TASK MATERIAL ▸
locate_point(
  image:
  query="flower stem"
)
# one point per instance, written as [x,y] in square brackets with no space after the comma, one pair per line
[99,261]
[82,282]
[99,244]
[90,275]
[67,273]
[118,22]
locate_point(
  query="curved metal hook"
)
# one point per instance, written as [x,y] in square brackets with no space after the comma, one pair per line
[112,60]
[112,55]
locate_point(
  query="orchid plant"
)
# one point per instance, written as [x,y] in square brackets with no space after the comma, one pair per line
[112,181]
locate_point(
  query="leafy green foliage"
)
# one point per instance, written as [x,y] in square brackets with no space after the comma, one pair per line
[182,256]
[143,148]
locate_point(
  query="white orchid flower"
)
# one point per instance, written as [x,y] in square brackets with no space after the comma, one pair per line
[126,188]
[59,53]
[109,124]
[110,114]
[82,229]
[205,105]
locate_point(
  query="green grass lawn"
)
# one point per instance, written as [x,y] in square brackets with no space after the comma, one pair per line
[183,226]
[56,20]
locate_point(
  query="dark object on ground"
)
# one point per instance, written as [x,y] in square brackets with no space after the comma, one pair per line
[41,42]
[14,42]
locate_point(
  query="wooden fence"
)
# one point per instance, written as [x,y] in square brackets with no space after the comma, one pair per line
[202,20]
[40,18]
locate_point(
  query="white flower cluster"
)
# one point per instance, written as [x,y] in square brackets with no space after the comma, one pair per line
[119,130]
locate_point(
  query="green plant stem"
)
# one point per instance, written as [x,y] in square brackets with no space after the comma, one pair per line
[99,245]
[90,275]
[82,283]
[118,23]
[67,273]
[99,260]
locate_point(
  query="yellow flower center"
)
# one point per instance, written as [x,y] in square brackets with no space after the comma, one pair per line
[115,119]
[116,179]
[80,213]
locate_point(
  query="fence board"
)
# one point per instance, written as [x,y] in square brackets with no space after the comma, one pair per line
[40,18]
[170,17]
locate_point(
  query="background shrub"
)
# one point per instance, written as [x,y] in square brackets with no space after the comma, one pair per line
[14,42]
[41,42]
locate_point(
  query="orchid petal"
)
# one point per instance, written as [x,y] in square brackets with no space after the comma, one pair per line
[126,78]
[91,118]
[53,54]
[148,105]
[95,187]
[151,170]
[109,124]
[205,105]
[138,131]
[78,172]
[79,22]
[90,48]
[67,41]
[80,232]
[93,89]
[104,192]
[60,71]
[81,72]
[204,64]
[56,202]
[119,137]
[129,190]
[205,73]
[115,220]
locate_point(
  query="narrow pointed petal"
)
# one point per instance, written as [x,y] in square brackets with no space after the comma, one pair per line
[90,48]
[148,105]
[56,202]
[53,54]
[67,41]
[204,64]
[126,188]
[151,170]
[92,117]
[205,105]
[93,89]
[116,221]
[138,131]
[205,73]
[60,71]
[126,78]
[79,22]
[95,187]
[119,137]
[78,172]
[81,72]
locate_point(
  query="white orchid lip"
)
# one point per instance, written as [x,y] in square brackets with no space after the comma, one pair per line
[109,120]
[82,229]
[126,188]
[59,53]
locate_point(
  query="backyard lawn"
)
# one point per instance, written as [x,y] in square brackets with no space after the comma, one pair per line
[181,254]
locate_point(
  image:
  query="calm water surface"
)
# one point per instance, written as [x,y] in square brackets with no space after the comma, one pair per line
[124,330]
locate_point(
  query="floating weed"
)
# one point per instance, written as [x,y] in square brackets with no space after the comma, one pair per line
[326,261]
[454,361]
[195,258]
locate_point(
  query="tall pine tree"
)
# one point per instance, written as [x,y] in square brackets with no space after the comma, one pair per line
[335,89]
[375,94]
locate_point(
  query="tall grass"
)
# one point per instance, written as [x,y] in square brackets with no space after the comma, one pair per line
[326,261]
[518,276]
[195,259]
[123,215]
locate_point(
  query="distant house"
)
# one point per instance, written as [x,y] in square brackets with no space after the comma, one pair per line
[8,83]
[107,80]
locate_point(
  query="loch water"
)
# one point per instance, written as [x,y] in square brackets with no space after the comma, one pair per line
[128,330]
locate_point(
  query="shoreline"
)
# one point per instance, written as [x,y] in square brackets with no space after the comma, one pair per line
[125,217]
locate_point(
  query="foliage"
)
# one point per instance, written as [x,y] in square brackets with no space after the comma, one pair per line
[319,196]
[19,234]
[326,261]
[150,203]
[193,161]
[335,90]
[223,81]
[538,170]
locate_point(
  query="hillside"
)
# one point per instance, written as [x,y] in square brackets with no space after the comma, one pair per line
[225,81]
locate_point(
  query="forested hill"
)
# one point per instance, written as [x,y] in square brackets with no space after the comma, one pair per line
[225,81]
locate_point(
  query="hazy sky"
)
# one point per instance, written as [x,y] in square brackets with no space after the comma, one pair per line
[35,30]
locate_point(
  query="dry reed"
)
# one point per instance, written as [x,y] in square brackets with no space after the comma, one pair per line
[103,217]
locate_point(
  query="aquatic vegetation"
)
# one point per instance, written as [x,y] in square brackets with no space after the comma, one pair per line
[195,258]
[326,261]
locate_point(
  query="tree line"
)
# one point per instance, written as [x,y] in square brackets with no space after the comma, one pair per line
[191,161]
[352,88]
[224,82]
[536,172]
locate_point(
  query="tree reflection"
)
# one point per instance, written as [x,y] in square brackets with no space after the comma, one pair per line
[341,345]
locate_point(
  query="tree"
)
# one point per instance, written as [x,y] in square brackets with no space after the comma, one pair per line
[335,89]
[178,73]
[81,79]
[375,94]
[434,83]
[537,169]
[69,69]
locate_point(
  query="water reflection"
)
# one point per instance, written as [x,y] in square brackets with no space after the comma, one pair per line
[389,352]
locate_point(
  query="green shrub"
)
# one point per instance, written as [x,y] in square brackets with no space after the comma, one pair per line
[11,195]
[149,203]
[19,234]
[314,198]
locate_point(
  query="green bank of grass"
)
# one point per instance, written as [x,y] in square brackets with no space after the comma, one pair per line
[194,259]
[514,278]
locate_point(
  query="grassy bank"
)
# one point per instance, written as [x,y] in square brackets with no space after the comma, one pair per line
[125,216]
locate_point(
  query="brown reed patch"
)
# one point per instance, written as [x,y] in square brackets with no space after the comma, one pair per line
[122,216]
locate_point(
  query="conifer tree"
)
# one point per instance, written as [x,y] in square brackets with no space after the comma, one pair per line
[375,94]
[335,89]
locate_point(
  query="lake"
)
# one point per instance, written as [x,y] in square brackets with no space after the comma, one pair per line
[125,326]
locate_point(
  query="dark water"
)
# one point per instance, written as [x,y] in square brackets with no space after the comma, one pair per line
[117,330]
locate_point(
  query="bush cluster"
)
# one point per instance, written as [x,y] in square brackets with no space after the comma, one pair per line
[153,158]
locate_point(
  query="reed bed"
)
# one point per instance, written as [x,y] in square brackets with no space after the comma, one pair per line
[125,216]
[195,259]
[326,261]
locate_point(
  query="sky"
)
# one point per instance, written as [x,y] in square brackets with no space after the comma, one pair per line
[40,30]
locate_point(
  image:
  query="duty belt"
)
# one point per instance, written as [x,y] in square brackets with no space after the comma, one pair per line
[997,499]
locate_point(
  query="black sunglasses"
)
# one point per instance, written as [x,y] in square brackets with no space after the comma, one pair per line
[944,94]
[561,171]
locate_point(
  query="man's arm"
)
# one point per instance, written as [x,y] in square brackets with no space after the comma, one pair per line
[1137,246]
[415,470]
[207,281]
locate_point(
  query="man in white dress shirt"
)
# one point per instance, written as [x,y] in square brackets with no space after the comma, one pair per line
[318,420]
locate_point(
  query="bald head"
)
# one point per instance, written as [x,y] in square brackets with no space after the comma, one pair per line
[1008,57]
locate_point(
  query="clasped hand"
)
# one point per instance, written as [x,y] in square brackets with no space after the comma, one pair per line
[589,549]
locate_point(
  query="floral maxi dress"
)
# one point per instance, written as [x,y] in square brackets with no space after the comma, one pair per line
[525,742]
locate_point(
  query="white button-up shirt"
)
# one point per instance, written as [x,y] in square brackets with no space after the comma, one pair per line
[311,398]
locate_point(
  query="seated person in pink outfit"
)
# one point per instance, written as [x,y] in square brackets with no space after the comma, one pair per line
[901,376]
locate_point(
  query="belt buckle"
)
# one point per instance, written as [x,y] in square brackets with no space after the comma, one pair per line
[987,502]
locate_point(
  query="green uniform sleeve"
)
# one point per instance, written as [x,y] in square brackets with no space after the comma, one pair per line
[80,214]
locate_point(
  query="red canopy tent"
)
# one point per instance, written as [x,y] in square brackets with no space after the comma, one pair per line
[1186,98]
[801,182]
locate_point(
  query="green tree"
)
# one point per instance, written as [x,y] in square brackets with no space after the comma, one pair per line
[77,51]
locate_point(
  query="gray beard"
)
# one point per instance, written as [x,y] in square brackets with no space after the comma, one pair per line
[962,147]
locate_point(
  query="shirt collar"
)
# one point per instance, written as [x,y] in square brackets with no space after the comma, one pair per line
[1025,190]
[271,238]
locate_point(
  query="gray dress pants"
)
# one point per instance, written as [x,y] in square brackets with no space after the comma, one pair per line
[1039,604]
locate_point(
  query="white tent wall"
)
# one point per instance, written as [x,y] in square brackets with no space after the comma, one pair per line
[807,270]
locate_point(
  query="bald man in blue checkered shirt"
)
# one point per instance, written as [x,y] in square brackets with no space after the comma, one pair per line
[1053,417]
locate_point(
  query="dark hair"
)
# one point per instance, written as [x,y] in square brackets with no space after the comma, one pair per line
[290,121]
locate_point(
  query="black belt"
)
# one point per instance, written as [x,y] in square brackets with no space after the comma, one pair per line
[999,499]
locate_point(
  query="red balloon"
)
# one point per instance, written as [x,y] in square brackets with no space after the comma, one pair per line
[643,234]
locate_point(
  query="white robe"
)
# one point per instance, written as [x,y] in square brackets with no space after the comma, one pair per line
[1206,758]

PROMPT ▸ Please find each line in the records that contains the word "bank" and copy those lines out in full. Case counts when matching.

EXERCISE ANSWER ▸
  query="green bank of grass"
  query="grassy bank"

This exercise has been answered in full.